— Text to read —
begin

Part 2 in an irregular series about migrating from MATLAB to Python.
Slice notation allows you to quickly take a subset of a vector or matrix, by using a short expression in place of the indices.
In MATLAB you may be familiar with
>> a = [1,2,3,4,5,6,7,8,9,10]; >> a(3:7) ans = 3 4 5 6 7
The “slice notation” a(3:7) takes the subset of the vector a starting at index 3, up to and including index 7.
Slice notation in Python is similar, but just different enough to cause endless confusion for MATLAB programmers.
In this post we’ll start with the worst of it. In Python, the starting index of any list is 0, and the last value in the slice is not included in the indices. The best way to see how this screws things up is by example:
MATLAB | Python |
>> a = [1,2,3,4,5]; >> a(1:4) ans = 1 2 3 4 >> a(4) ans = 4 |
>>> a = [1,2,3,4,5] >>> a[1:4] [2, 3, 4] >>> a[4] 5 |
So what happened here?
In MATLAB it’s clear: a(1:4) is the vector consisting of a(1), a(2), a(3), and a(4), from the first index to the fourth — nice and intuitive.

end

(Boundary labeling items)
begin

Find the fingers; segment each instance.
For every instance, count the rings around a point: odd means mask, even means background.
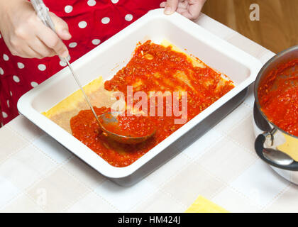
[[[190,20],[197,20],[201,13],[206,0],[189,0],[189,7],[188,12],[182,13]]]
[[[165,7],[165,13],[170,15],[174,13],[176,11],[177,8],[178,7],[179,0],[167,0],[167,2],[165,4],[164,2],[160,4],[161,7]]]
[[[165,8],[165,14],[172,14],[175,11],[186,18],[195,21],[206,0],[167,0],[162,1],[160,6]]]
[[[56,33],[58,36],[65,40],[70,40],[72,35],[69,32],[67,23],[53,13],[50,12],[50,15],[55,24]]]

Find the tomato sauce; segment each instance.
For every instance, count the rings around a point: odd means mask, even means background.
[[[258,99],[269,121],[298,136],[298,59],[278,66],[265,77]]]
[[[153,118],[143,115],[128,116],[127,111],[123,116],[115,117],[116,123],[109,123],[104,128],[109,132],[130,137],[143,137],[153,134],[156,131],[157,122]]]
[[[204,64],[203,67],[195,66],[185,54],[148,40],[137,47],[127,65],[106,81],[104,87],[123,92],[126,99],[128,86],[132,86],[133,92],[145,92],[148,96],[152,91],[187,92],[187,122],[234,87],[231,81],[223,80],[221,77],[220,72]],[[72,134],[111,165],[128,166],[183,126],[175,123],[177,117],[174,114],[167,114],[166,109],[170,108],[173,111],[174,105],[167,101],[165,96],[163,99],[162,116],[148,114],[145,118],[127,116],[121,119],[121,127],[128,134],[145,135],[153,128],[150,127],[156,128],[155,134],[144,143],[120,144],[99,133],[90,110],[81,111],[71,119]],[[133,100],[133,104],[136,102]],[[105,107],[94,109],[98,115],[111,111]],[[148,125],[150,128],[144,130],[143,127]]]

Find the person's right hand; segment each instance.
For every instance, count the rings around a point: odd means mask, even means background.
[[[0,32],[13,55],[27,58],[68,56],[67,48],[62,41],[72,37],[68,26],[54,13],[50,15],[57,35],[38,18],[29,1],[0,0]]]

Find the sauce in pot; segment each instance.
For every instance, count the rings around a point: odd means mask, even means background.
[[[270,121],[298,136],[298,59],[279,65],[265,77],[258,99]]]

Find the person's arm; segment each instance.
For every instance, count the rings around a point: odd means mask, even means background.
[[[57,35],[45,26],[27,0],[0,0],[0,32],[11,54],[28,58],[68,55],[62,40],[71,35],[67,24],[50,13]]]
[[[172,14],[175,11],[186,18],[195,21],[199,18],[202,8],[206,0],[167,0],[160,4],[165,8],[165,14]]]

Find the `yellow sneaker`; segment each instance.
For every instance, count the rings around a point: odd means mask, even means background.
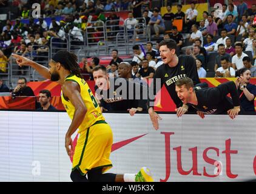
[[[136,175],[136,182],[154,182],[150,171],[147,167],[142,167]]]

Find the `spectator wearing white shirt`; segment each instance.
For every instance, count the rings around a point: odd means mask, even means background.
[[[216,70],[216,78],[235,78],[235,70],[229,67],[229,61],[227,57],[222,57],[220,59],[220,64],[221,67],[217,69]]]
[[[217,15],[216,16],[216,20],[215,20],[215,22],[217,24],[217,26],[218,27],[223,27],[223,25],[222,25],[222,21],[223,20],[223,19],[225,18],[225,16],[226,15],[227,12],[227,4],[224,4],[222,5],[222,12],[218,13],[217,12]]]
[[[195,41],[200,39],[202,41],[202,45],[203,45],[203,38],[202,33],[198,30],[198,27],[196,24],[192,25],[191,27],[191,30],[192,32],[190,37],[189,38],[189,42],[195,42]]]
[[[233,4],[234,10],[235,12],[237,12],[237,6],[234,4],[233,0],[227,0],[227,4],[228,5]]]
[[[59,22],[56,21],[55,18],[52,18],[52,22],[50,24],[49,29],[52,28],[53,27],[52,25],[52,23],[53,22],[55,22],[56,24],[57,24],[58,25],[59,25]]]
[[[71,38],[73,41],[79,44],[82,44],[84,42],[84,37],[81,32],[81,30],[77,27],[74,26],[74,24],[70,24],[69,25]],[[74,42],[75,43],[75,42]]]
[[[243,62],[243,58],[248,56],[243,52],[243,44],[241,43],[237,43],[235,45],[235,49],[237,54],[232,58],[232,65],[235,70],[240,69],[244,67]]]
[[[204,21],[204,27],[207,27],[209,25],[209,21],[208,21],[208,16],[209,16],[209,13],[206,11],[204,11],[203,13],[203,20]]]
[[[152,52],[147,52],[146,53],[146,58],[149,61],[149,67],[153,67],[155,70],[155,65],[157,64],[155,61],[155,56]]]
[[[249,37],[246,38],[243,42],[243,45],[245,46],[246,51],[251,51],[252,53],[252,41],[254,40],[254,28],[251,28],[249,30]]]
[[[246,15],[243,15],[242,16],[241,21],[240,22],[239,25],[237,27],[237,35],[242,35],[243,36],[245,35],[245,33],[247,31],[247,27],[248,27],[246,18]]]
[[[195,9],[195,2],[191,2],[190,6],[191,8],[187,9],[185,13],[185,24],[187,26],[187,33],[189,33],[189,31],[191,28],[191,26],[193,24],[195,24],[195,22],[197,21],[197,16],[198,15],[198,12],[196,9]]]
[[[206,50],[207,52],[213,52],[214,50],[214,47],[215,46],[216,43],[212,42],[214,39],[214,36],[212,35],[207,35],[206,36],[206,40],[207,42],[204,45],[204,48]]]
[[[132,61],[136,61],[139,65],[141,65],[142,60],[144,58],[144,53],[141,52],[138,45],[135,45],[132,49],[134,53]]]
[[[44,20],[44,18],[39,18],[39,21],[36,22],[44,30],[47,29],[47,23]]]
[[[128,18],[124,20],[124,25],[126,25],[127,32],[129,34],[133,35],[134,33],[134,27],[136,24],[138,24],[138,21],[133,18],[133,15],[132,13],[129,13],[128,14]],[[129,36],[129,38],[132,38],[131,36]]]
[[[197,64],[197,73],[199,78],[206,78],[206,71],[201,67],[202,65],[202,61],[200,59],[196,59],[195,62]]]
[[[214,47],[214,50],[217,51],[218,50],[218,45],[220,44],[223,44],[226,47],[226,40],[227,38],[229,38],[229,37],[227,36],[227,30],[226,29],[222,29],[220,32],[220,35],[221,38],[220,38],[216,42],[215,47]]]
[[[192,25],[191,27],[191,30],[192,31],[192,33],[190,36],[189,41],[190,42],[193,42],[193,45],[182,47],[181,50],[183,52],[183,53],[185,53],[187,49],[192,48],[194,47],[194,45],[195,45],[195,41],[197,39],[200,39],[201,42],[201,45],[203,45],[203,38],[202,33],[198,29],[198,27],[197,24]]]

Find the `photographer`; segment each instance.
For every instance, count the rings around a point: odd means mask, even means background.
[[[27,79],[25,78],[19,78],[17,86],[12,93],[12,96],[35,96],[34,92],[31,87],[27,85]]]
[[[255,112],[254,98],[256,96],[256,85],[250,84],[251,71],[242,68],[237,72],[235,85],[238,92],[241,106],[246,112]]]

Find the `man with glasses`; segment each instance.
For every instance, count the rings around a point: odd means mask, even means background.
[[[27,85],[27,79],[25,78],[19,78],[13,95],[15,96],[35,96],[34,92],[31,87]]]

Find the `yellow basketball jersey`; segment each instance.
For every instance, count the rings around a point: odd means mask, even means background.
[[[79,84],[81,96],[87,109],[84,121],[83,121],[82,124],[78,127],[78,133],[87,129],[98,121],[105,120],[95,98],[84,79],[71,74],[66,78],[65,81],[74,81]],[[67,100],[62,90],[61,96],[61,101],[69,116],[71,119],[73,119],[75,111],[75,106],[70,101]]]

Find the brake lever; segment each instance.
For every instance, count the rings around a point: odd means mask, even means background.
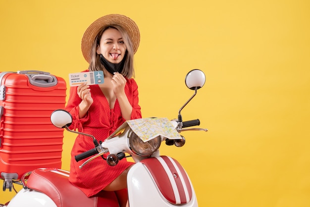
[[[202,128],[188,128],[186,129],[181,129],[178,130],[178,131],[180,132],[185,131],[204,131],[205,132],[207,132],[207,129],[203,129]]]
[[[82,168],[85,165],[86,165],[86,164],[88,164],[88,163],[90,161],[93,161],[93,160],[94,160],[95,158],[97,158],[100,156],[102,156],[103,155],[104,155],[105,153],[108,153],[109,152],[108,150],[106,148],[103,149],[102,151],[101,151],[100,153],[98,153],[97,155],[95,155],[94,156],[92,156],[92,157],[90,158],[89,159],[88,159],[88,160],[87,160],[86,161],[85,161],[83,164],[82,164],[81,165],[80,165],[79,166],[79,168],[80,169],[82,169]]]

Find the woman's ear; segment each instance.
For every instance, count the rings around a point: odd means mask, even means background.
[[[97,49],[96,50],[96,52],[97,52],[97,54],[101,54],[101,51],[100,51],[100,47],[99,45],[97,45]]]

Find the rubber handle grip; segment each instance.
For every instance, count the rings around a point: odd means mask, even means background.
[[[92,155],[94,155],[97,154],[97,153],[98,153],[98,152],[96,149],[92,149],[89,150],[88,151],[85,152],[85,153],[83,153],[81,154],[75,155],[74,156],[74,158],[75,158],[75,161],[78,162],[79,161],[83,159],[89,157]]]
[[[182,122],[182,127],[189,127],[190,126],[199,126],[200,125],[200,121],[199,119],[191,120],[190,121],[183,121]]]

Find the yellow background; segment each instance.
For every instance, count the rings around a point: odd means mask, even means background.
[[[193,93],[187,72],[206,74],[182,114],[209,132],[184,133],[184,147],[161,150],[187,170],[200,206],[310,207],[310,2],[0,0],[0,71],[43,70],[68,81],[88,66],[80,40],[89,25],[127,15],[141,34],[144,117],[176,118]],[[75,136],[65,132],[65,169]]]

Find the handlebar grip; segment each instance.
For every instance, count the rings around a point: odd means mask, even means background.
[[[82,160],[83,159],[85,159],[85,158],[87,158],[90,157],[94,155],[96,155],[98,152],[97,152],[96,148],[92,149],[91,150],[89,150],[88,151],[86,151],[85,153],[83,153],[81,154],[78,155],[74,156],[75,158],[75,161],[78,162],[80,160]]]
[[[190,126],[199,126],[200,125],[200,121],[199,119],[191,120],[190,121],[183,121],[182,122],[183,128],[189,127]]]

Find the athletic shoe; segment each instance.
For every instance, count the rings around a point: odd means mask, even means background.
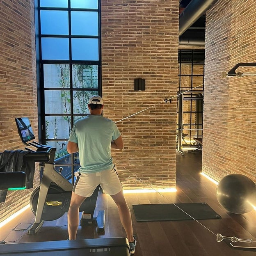
[[[135,247],[136,246],[136,240],[135,240],[135,235],[133,235],[133,238],[134,241],[133,242],[129,242],[129,245],[130,245],[130,252],[131,254],[133,254],[135,252]]]

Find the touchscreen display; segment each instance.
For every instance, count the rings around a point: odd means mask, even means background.
[[[27,117],[15,118],[15,121],[19,135],[23,143],[35,138],[30,122]]]

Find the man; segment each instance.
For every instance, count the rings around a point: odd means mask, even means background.
[[[133,254],[136,241],[133,234],[130,212],[111,152],[111,149],[123,149],[123,139],[115,123],[101,115],[104,105],[101,97],[93,96],[89,100],[88,107],[91,114],[75,123],[67,146],[70,154],[79,151],[81,165],[68,213],[69,240],[75,239],[80,206],[100,184],[118,207],[121,222],[129,242],[130,252]]]

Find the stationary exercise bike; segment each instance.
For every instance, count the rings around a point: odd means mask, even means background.
[[[34,141],[30,142],[35,137],[28,118],[16,118],[15,121],[22,142],[37,149],[36,151],[27,148],[25,149],[34,153],[35,158],[37,152],[44,152],[46,154],[46,157],[39,164],[43,174],[40,186],[35,189],[30,197],[30,207],[36,217],[34,223],[28,230],[28,233],[34,234],[40,229],[45,220],[57,219],[68,211],[73,185],[60,174],[62,167],[59,167],[59,171],[55,169],[56,148]],[[36,160],[34,159],[34,162],[41,161],[42,158],[39,161]],[[105,211],[99,211],[96,217],[93,217],[98,195],[101,192],[99,185],[92,195],[85,200],[79,211],[83,212],[80,220],[81,226],[95,223],[98,232],[104,232]]]

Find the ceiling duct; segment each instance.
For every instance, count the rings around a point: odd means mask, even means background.
[[[218,0],[192,0],[180,15],[179,36],[181,36]]]

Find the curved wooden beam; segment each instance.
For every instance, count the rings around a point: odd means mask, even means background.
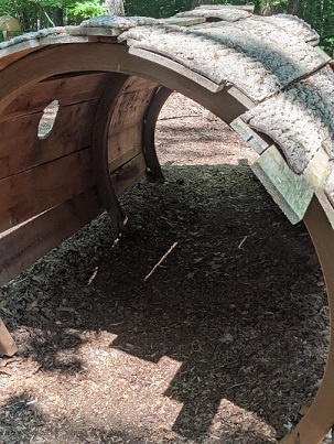
[[[152,182],[163,180],[163,174],[155,150],[155,126],[159,113],[172,93],[173,91],[170,88],[165,88],[164,86],[160,87],[153,96],[144,117],[143,152],[148,165],[148,177]]]
[[[316,397],[293,432],[281,441],[282,444],[319,444],[334,424],[334,231],[316,197],[311,202],[304,223],[325,279],[331,315],[331,342],[327,364]]]
[[[4,67],[0,75],[0,113],[22,91],[39,82],[78,72],[110,72],[148,78],[190,97],[227,123],[247,110],[240,102],[240,96],[234,97],[229,88],[212,93],[169,67],[129,54],[125,45],[82,43],[45,46]],[[249,102],[246,96],[244,98]]]

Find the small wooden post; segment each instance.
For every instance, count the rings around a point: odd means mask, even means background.
[[[6,328],[1,317],[0,317],[0,354],[6,356],[13,356],[18,351],[18,347],[14,339],[9,334]]]

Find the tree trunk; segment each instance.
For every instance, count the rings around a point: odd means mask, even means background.
[[[64,11],[63,8],[54,9],[54,24],[56,26],[64,26]]]

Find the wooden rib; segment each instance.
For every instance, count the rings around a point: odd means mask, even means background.
[[[142,153],[131,159],[111,174],[111,182],[117,196],[130,189],[144,174],[146,160]]]
[[[1,180],[0,232],[94,184],[89,149]]]
[[[317,197],[313,197],[305,214],[304,223],[316,249],[326,283],[331,315],[331,340],[324,376],[316,397],[308,413],[297,424],[295,429],[283,437],[281,444],[321,443],[334,424],[334,231]]]
[[[98,99],[110,74],[86,74],[44,80],[21,94],[1,115],[1,118],[24,116],[43,109],[52,101],[62,106]]]
[[[47,139],[37,138],[42,113],[0,121],[0,178],[91,144],[98,101],[60,107]]]
[[[110,132],[119,132],[143,121],[144,111],[151,100],[154,89],[140,89],[122,94],[115,107]]]
[[[109,134],[109,171],[115,171],[123,163],[139,154],[142,148],[142,124],[134,124],[126,130]]]
[[[32,266],[100,212],[96,193],[88,189],[0,238],[0,285]]]
[[[126,45],[74,43],[44,46],[7,66],[0,76],[0,112],[36,83],[63,73],[105,71],[142,76],[175,89],[229,123],[247,110],[226,88],[212,93],[169,67],[129,54]],[[37,69],[36,69],[37,67]]]
[[[165,88],[163,86],[159,88],[157,94],[152,97],[144,118],[144,156],[148,164],[148,175],[152,182],[163,180],[163,174],[155,150],[155,126],[159,113],[172,93],[172,89]]]

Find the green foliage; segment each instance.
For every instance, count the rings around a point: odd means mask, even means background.
[[[198,3],[255,4],[256,13],[268,0],[125,0],[127,15],[171,17]],[[321,35],[321,46],[332,54],[334,47],[334,0],[271,0],[274,13],[293,13]],[[0,0],[0,15],[19,20],[22,32],[83,20],[106,13],[104,0]]]
[[[68,8],[68,7],[67,7]],[[68,20],[80,23],[91,17],[104,15],[107,13],[104,3],[98,0],[76,1],[72,8],[68,8]]]

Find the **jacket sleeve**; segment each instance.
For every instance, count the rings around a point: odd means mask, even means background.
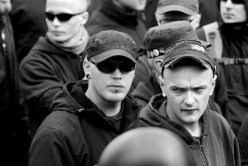
[[[66,137],[56,129],[39,132],[33,139],[28,166],[75,166],[73,148]]]
[[[63,87],[55,72],[52,64],[38,56],[20,66],[20,89],[24,102],[43,118],[51,112],[53,97]]]
[[[248,166],[248,116],[243,120],[239,130],[238,142],[242,166]]]

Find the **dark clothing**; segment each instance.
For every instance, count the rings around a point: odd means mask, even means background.
[[[34,136],[29,166],[95,165],[105,146],[137,119],[138,107],[130,97],[118,117],[110,118],[85,96],[86,89],[87,82],[71,82],[55,96],[54,112]]]
[[[238,27],[236,30],[235,27]],[[223,42],[222,57],[248,58],[248,27],[246,25],[220,26]],[[248,63],[220,64],[225,77],[230,109],[228,121],[238,135],[242,120],[248,110]]]
[[[28,55],[40,36],[45,36],[46,0],[12,1],[11,22],[13,25],[18,62]]]
[[[0,15],[0,163],[25,165],[30,144],[27,112],[19,101],[18,65],[12,26]]]
[[[242,162],[241,165],[248,166],[248,114],[244,118],[240,127],[238,141]]]
[[[133,90],[132,96],[138,102],[138,104],[144,108],[156,94],[162,93],[160,85],[155,75],[149,76],[146,82],[140,82],[137,87]]]
[[[222,116],[207,108],[200,119],[203,122],[203,133],[197,139],[168,116],[159,113],[166,111],[166,104],[166,98],[161,95],[154,96],[149,105],[140,112],[135,126],[160,127],[175,132],[188,144],[199,166],[240,165],[237,139]]]
[[[218,21],[219,9],[216,4],[217,0],[199,0],[200,26]]]
[[[54,95],[68,81],[84,76],[80,57],[41,37],[20,64],[20,87],[28,105],[31,134],[51,112]]]
[[[155,11],[157,10],[158,0],[147,0],[145,10],[142,12],[142,21],[147,29],[157,26]]]
[[[96,9],[86,24],[90,35],[103,30],[116,30],[129,34],[137,44],[143,47],[143,38],[146,27],[138,17],[138,13],[116,6],[112,0],[104,0],[99,9]]]

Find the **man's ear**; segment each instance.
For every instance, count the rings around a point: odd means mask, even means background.
[[[159,79],[158,81],[159,81],[160,88],[161,88],[161,90],[162,90],[162,92],[163,92],[163,96],[165,97],[165,96],[166,96],[166,93],[165,93],[165,83],[164,83],[164,79],[163,79],[162,76],[159,76],[158,79]]]
[[[86,23],[87,23],[87,21],[88,21],[88,19],[89,19],[89,13],[88,12],[84,12],[83,14],[82,14],[82,25],[85,25]]]
[[[84,69],[85,75],[89,74],[90,62],[88,61],[86,57],[84,58],[84,61],[83,61],[83,69]]]
[[[161,73],[161,70],[162,70],[162,63],[163,63],[163,60],[160,58],[155,58],[153,61],[153,65],[155,69],[157,70],[157,72],[159,73]]]
[[[216,80],[217,80],[217,75],[215,74],[214,77],[212,78],[212,81],[211,81],[211,91],[210,91],[210,96],[213,95],[214,93],[214,88],[215,88],[215,84],[216,84]]]

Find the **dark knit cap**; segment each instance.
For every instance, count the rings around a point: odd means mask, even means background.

end

— Problems —
(1) The last sentence of the post on MATLAB and Python slice notation spells out what the MATLAB vector a(1:4) consists of. List each of those parts.
(2) In the slice notation post, swap "Python" for "NumPy" and write out the passage between "Slice notation in" and "what happened here?", inclusive.
(3) Write what comes next in the post on MATLAB and Python slice notation, picking up after its final sentence.

— Answers to the tasks —
(1) a(1), a(2), a(3), a(4)

(2)
Slice notation in NumPy is similar, but just different enough to cause endless confusion for MATLAB programmers.
In this post we’ll start with the worst of it. In NumPy, the starting index of any list is 0, and the last value in the slice is not included in the indices. The best way to see how this screws things up is by example:
MATLAB | NumPy |
>> a = [1,2,3,4,5]; >> a(1:4) ans = 1 2 3 4 >> a(4) ans = 4 |
>>> a = [1,2,3,4,5] >>> a[1:4] [2, 3, 4] >>> a[4] 5 |
So what happened here?

(3)
In Python the starting value is strictly the same, a[1] — but because vector indices start at 0, a[1] is the second element of the list: a[1] = 2. For this you can probably blame the C language, which uses this convention.
So you might expect a[1:4] to consist of a[1], a[2], a[3], a[4]. But no — the last entry in the slice is excluded from the list for some reason. Thus we have a[1:4] consisting of a[1], a[2], and a[3] (which are 2, 3, and 4, respectively). In the above example, the fifth element of the list, a[4] = 5, is outside the slice.
I find this to be bafflingly counterintuitive, and it took a long time before I got comfortable with it. But the good news is Python slice notation has useful features which are not found in MATLAB; I’ll explore those in a future post.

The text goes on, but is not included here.